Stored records
>>>>>

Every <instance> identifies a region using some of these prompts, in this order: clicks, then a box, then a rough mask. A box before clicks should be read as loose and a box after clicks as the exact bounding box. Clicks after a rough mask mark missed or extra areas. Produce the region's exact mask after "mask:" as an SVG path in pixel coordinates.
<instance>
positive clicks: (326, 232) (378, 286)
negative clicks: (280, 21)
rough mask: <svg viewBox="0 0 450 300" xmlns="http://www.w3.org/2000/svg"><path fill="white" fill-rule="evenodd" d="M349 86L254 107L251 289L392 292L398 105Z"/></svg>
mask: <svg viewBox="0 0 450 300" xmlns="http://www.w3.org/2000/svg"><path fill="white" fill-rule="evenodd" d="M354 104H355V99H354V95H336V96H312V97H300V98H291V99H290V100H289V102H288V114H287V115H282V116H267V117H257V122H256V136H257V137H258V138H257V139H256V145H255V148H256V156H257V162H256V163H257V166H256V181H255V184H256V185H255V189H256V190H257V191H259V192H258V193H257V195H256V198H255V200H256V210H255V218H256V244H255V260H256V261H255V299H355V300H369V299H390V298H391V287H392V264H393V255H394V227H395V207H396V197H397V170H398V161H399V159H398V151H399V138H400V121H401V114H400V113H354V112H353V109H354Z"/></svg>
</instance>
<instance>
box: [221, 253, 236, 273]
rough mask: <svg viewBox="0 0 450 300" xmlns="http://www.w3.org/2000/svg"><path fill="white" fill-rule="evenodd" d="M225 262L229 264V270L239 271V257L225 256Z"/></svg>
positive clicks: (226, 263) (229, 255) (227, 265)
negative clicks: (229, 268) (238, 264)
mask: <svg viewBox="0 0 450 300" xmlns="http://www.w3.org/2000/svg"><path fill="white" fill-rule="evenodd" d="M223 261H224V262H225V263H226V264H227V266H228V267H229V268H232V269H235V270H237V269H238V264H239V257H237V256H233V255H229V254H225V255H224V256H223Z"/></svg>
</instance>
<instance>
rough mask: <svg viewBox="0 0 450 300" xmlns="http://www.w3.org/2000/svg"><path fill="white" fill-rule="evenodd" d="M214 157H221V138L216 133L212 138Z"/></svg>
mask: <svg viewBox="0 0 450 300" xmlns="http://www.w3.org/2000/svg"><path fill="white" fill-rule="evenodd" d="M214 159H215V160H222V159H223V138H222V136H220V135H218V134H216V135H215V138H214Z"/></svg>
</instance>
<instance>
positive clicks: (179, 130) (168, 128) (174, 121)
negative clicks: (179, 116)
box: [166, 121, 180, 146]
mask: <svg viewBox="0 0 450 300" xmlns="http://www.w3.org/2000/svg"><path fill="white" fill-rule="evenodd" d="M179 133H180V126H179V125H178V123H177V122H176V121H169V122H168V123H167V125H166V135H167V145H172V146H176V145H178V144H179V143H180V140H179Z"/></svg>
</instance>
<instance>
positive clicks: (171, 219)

<<<<<

DIRECTIONS FOR THIS TASK
The entries above must be output exactly, with every line preserved.

ANSWER FOR THIS EXERCISE
Every <instance> identifies a region using some of these prompts, in this order: clicks, then a box, then a rough mask. A box before clicks should be read as loose and a box after clicks as the exact bounding box. Clicks after a rough mask mark missed or extra areas. Produce the region's exact mask after "mask:" as an SVG path in pixel coordinates.
<instance>
positive clicks: (326, 232) (378, 286)
negative clicks: (280, 21)
rough mask: <svg viewBox="0 0 450 300" xmlns="http://www.w3.org/2000/svg"><path fill="white" fill-rule="evenodd" d="M349 86L254 107L251 289L392 292L398 105Z"/></svg>
mask: <svg viewBox="0 0 450 300" xmlns="http://www.w3.org/2000/svg"><path fill="white" fill-rule="evenodd" d="M354 104H355V99H354V95H336V96H312V97H300V98H291V99H290V100H289V102H288V114H287V115H282V116H267V117H257V122H256V136H257V137H258V138H257V139H256V145H255V148H256V156H257V162H256V163H257V166H256V181H255V184H256V185H255V189H256V190H257V191H259V192H258V193H257V195H256V198H255V200H256V210H255V218H256V244H255V260H256V261H255V299H355V300H369V299H390V298H391V287H392V264H393V255H394V227H395V207H396V197H397V170H398V161H399V159H398V151H399V138H400V121H401V114H400V113H354V112H353V109H354Z"/></svg>
</instance>
<instance>
box: [221, 253, 236, 273]
rough mask: <svg viewBox="0 0 450 300" xmlns="http://www.w3.org/2000/svg"><path fill="white" fill-rule="evenodd" d="M225 262L229 264V270L239 271V257L225 256Z"/></svg>
positive clicks: (226, 263) (229, 255) (227, 265)
negative clicks: (229, 268) (238, 264)
mask: <svg viewBox="0 0 450 300" xmlns="http://www.w3.org/2000/svg"><path fill="white" fill-rule="evenodd" d="M223 261H224V262H225V263H226V264H227V266H228V267H229V268H232V269H235V270H237V269H238V264H239V257H237V256H233V255H229V254H225V255H224V256H223Z"/></svg>
</instance>
<instance>
rough mask: <svg viewBox="0 0 450 300" xmlns="http://www.w3.org/2000/svg"><path fill="white" fill-rule="evenodd" d="M214 157H221V138L216 133L212 138Z"/></svg>
mask: <svg viewBox="0 0 450 300" xmlns="http://www.w3.org/2000/svg"><path fill="white" fill-rule="evenodd" d="M214 159H215V160H222V159H223V138H222V136H220V135H218V134H216V135H215V138H214Z"/></svg>
</instance>
<instance>
positive clicks: (179, 130) (168, 128) (174, 121)
negative clicks: (179, 116)
box: [166, 121, 180, 146]
mask: <svg viewBox="0 0 450 300" xmlns="http://www.w3.org/2000/svg"><path fill="white" fill-rule="evenodd" d="M179 133H180V126H179V125H178V123H177V122H176V121H169V122H168V123H167V125H166V135H167V145H172V146H176V145H178V144H179V143H180V140H179Z"/></svg>
</instance>
<instance>
positive clicks: (171, 219)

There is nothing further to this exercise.